<<<<

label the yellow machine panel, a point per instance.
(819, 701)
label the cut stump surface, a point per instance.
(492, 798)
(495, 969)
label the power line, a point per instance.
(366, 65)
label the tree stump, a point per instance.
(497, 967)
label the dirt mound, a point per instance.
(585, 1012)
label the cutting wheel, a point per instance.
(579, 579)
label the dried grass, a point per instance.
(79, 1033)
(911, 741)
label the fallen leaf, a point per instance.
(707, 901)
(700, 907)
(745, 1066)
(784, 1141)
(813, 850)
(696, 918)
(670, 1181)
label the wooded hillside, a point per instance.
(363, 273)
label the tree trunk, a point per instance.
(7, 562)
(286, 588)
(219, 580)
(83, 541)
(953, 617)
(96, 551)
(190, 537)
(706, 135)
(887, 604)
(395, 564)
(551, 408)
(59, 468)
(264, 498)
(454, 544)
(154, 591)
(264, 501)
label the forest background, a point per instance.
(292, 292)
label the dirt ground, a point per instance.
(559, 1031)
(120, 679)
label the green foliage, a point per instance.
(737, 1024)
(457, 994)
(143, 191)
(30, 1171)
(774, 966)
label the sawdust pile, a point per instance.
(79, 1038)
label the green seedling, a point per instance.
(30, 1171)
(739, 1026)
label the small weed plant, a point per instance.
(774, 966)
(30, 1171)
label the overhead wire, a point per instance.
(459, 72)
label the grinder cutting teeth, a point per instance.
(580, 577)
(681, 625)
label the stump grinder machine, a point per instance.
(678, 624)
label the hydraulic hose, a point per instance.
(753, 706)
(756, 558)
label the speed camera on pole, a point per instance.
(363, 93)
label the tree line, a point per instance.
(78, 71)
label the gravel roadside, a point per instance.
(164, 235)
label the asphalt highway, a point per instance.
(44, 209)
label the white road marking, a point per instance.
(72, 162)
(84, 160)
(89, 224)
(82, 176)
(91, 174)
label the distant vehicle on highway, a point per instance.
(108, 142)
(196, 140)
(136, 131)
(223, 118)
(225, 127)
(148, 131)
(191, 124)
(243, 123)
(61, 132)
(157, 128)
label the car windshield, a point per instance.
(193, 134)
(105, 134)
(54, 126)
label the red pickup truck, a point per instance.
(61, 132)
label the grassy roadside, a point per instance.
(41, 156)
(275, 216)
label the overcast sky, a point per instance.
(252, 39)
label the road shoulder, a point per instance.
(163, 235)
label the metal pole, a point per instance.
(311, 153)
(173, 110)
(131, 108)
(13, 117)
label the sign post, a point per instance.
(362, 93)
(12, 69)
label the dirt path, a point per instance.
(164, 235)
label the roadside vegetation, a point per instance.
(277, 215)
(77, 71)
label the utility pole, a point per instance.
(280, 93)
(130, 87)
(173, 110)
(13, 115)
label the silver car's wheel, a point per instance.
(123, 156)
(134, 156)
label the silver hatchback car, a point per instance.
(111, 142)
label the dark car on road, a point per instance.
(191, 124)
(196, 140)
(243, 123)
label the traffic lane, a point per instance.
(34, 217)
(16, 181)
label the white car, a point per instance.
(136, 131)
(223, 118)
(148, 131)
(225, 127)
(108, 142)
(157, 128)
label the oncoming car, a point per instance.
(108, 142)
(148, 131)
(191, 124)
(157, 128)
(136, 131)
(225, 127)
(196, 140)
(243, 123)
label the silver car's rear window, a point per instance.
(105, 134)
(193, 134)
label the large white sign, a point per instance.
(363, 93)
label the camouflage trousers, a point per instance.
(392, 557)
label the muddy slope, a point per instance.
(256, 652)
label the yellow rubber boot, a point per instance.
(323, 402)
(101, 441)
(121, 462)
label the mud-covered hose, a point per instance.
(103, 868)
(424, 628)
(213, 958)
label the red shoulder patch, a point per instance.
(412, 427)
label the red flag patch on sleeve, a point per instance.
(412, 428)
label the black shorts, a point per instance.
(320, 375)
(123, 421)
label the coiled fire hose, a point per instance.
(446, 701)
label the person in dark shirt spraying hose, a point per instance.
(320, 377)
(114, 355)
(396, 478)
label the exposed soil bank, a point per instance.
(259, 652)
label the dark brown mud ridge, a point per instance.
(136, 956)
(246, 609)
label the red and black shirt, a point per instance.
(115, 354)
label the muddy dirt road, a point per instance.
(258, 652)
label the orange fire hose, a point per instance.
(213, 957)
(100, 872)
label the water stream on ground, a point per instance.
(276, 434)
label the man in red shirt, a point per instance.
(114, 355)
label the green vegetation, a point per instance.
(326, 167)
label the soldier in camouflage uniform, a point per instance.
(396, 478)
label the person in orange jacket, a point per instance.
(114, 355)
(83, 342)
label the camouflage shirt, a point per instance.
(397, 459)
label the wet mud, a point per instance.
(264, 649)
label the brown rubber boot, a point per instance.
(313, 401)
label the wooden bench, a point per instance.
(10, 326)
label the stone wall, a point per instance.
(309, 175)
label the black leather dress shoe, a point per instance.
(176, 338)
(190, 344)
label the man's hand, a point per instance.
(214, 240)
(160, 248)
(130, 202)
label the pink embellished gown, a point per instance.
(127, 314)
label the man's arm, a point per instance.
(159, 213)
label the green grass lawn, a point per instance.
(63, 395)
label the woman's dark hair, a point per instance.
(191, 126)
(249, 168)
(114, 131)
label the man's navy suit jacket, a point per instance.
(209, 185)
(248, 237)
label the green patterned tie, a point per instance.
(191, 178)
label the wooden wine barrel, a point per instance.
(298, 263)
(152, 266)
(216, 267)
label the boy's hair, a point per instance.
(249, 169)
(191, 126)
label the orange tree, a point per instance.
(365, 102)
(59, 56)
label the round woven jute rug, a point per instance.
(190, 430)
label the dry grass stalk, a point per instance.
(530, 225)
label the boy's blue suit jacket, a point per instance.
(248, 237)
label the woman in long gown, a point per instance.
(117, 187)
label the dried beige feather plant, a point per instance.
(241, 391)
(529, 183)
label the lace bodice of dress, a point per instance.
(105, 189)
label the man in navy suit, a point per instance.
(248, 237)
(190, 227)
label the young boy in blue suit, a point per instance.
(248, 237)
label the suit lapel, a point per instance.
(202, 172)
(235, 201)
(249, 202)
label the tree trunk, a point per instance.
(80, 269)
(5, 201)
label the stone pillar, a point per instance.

>>>>

The result should consist solely of the lines from the one that contains "label the green patterned" to the last line of the records above, reproduced exactly.

> **Exercise response**
label the green patterned tie, a point per instance.
(191, 178)
label the wooden wine barrel, a point per instance.
(298, 263)
(152, 266)
(216, 267)
label the boy's hair, a point per instance.
(249, 169)
(191, 126)
label the orange tree, a point per instance.
(365, 102)
(59, 56)
label the round woven jute rug, a point per instance.
(190, 430)
label the dry grass stalk, a point per instance.
(530, 225)
label the boy's blue suit jacket, a point per instance.
(248, 237)
label the woman in long gown, a point per instance.
(117, 187)
label the dried beige feather plant, a point per instance.
(241, 391)
(529, 183)
label the lace bodice of dress, a point per instance.
(105, 189)
label the man in navy suit, a point per instance.
(248, 237)
(190, 227)
label the young boy in blue suit, a point per instance.
(248, 237)
label the suit lapel, a point per instance.
(202, 172)
(235, 201)
(249, 202)
label the tree trunk, a point per instance.
(80, 269)
(5, 201)
label the stone pillar, a point per instance.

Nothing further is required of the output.